__Gösterilen Metin__.
══════════
Skip to content Skip to sidebar Skip to footer

Bu 5 Reklam Kampanyası Kültürü Nasıl Dönüştürdü?

Pazarlama Sektörü ve Reklam Dünyasının “Kültürel Kodlarla Oynama Rehberi”ne hoşgeldiniz!

Kültürü Ters Yüz Eden Reklam Kampanyaları

“Bazı reklamlar vardır, sonbaharda uçuşan yapraklar gibi uçar gider.
Bazıları gelir, mitolojideki yaramaz cin perileri gibi ortalığı karıştırır.”

Reklam dediğin sadece satış değildir.
Bazıları ne var ne yok dağıtır ortalığı.
Kimi “daha ince yapılı fırça”yı tanıtır,
kimi “toplumun haykırdığı bir şey var ve ben buna destek olacağım.” diyerek yumruğu masaya koyar.

Aşağıdaki 5 kampanya işte tam da bunu yaptı.
Bir kısmı sinir bozdu,
bir kısmı göz yaşarttı,
ve özellikle, birilerini rahatsız etti.
Ve bu, pazarlama açısından en güzel duygu biliyor musun?

1. Dove – Real Beauty (2004)

“Güzellik kalıplarını yıkalım mı?”
Dove, yıllarca bize Victoria’s Secret meleklerini kakalayan sektöre “bir dakika” dedi.

✔️ Kırışık ten
✔️ Geniş kalça
✔️ Sarkan kol

Reklam afişinde bunlar vardı. Photoshop? Hadi canım sen de…
O güne kadar reklamda görmeye alışık olmadığımız “gerçek bedenleri” sahaya sürdü.
Ve reklam sektörü 15 saniyelik şoktan sonra ilk defa “gerçeklik” diye bir şeyin satabileceğini fark etti.

Not: Aynı yıl liposuction aramaları da %20 arttı. Tesadüf mü? Bizce değil.
══════════
__Veri Kümesi Kesiti__.
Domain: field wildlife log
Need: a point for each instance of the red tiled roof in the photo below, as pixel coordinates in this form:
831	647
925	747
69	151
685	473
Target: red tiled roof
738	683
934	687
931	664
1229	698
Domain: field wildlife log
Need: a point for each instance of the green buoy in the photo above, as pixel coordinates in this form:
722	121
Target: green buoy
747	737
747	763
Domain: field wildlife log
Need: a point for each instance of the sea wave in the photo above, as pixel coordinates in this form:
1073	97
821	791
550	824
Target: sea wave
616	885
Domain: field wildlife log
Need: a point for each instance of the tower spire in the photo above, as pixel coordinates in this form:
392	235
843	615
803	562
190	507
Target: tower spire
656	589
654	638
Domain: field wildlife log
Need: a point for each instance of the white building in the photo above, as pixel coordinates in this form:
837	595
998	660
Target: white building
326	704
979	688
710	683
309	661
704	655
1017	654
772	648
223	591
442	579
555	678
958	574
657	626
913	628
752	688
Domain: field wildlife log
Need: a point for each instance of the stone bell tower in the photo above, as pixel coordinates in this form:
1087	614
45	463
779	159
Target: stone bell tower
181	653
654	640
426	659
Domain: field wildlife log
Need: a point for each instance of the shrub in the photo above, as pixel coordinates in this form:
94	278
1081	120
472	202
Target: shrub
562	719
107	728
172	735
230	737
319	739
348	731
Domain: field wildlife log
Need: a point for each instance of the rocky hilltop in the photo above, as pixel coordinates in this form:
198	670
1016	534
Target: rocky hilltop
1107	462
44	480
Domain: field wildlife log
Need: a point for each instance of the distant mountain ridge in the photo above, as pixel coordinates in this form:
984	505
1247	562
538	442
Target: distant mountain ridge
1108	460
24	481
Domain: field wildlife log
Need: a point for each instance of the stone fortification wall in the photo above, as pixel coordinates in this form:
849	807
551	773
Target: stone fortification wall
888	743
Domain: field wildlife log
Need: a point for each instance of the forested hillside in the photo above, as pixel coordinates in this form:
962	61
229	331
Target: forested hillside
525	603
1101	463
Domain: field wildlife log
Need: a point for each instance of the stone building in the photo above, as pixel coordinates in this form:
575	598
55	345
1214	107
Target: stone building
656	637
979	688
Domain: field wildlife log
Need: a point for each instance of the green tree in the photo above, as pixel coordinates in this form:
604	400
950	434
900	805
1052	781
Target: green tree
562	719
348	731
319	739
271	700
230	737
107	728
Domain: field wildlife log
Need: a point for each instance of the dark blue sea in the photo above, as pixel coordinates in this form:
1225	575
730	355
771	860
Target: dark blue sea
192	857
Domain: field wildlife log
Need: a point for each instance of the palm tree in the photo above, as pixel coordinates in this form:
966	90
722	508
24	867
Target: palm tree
══════════
__Gereksinimler__.
• A. Reklam kampanyaları yazısında ilk sırada hangi markanın hangi kampanyası yer almaktadır?
• B. Reklam kampanyaları yazısını son cümlesinin ardından yazmaya devam ediniz.

__Yanıtlar__.
• A. Dove'un 2004 tarihli Real Beauty kampanyası.

• B.
2. Always – Like A Girl (2014)

“Kız gibi oyna, kız gibi koş…”
Yani: zayıf, yavaş, ağlak.
Ta ki Always çıkıp şu meşhur soruyu ters çevirene kadar…

“Kız gibi olmak ne demek?”

Reklamda küçük kızlar var güçleriyle koştular.
Ergen erkekler ise… evet, trip attı.

Kod çözüldü.
Hakaret gibi kullanılan deyim, gurur cümlesine dönüştü.
Ama merak etme, mahalle baskısı henüz ölmedi.
Sadece ufak bir kalp krizi geçirdi.

3. Nike – Dream Crazier (2019)

“Kadınlar öfkelenince histerik, erkekler lider olur.”
Nike bu ikili standardı Serena Williams eşliğinde bir güzel parçaladı.

Kadın sporcular başarıyor ama “çok duygusal” diye kenara konuyordu.
Erkek bağırınca: Hırs.
Kadın bağırınca: Kriz.

Nike dedi ki:
“Delilik, erkek tekelinde değil.”
Yine çiviyi tam yerine çaktı.
Ürün mü sattı? Tabii ki sattı.
Burda önemli olan, toplumsal kodlara meydan okuyan sesin yarattığı,“Ben sizin sisteminize sığmam” hissiydi.

4. Guinness – Sapeurs (2014)

“Afrika = Açlık + Çamur + Yardım Kumanyası” mı?
Guinness bu ezberi lime lime etti.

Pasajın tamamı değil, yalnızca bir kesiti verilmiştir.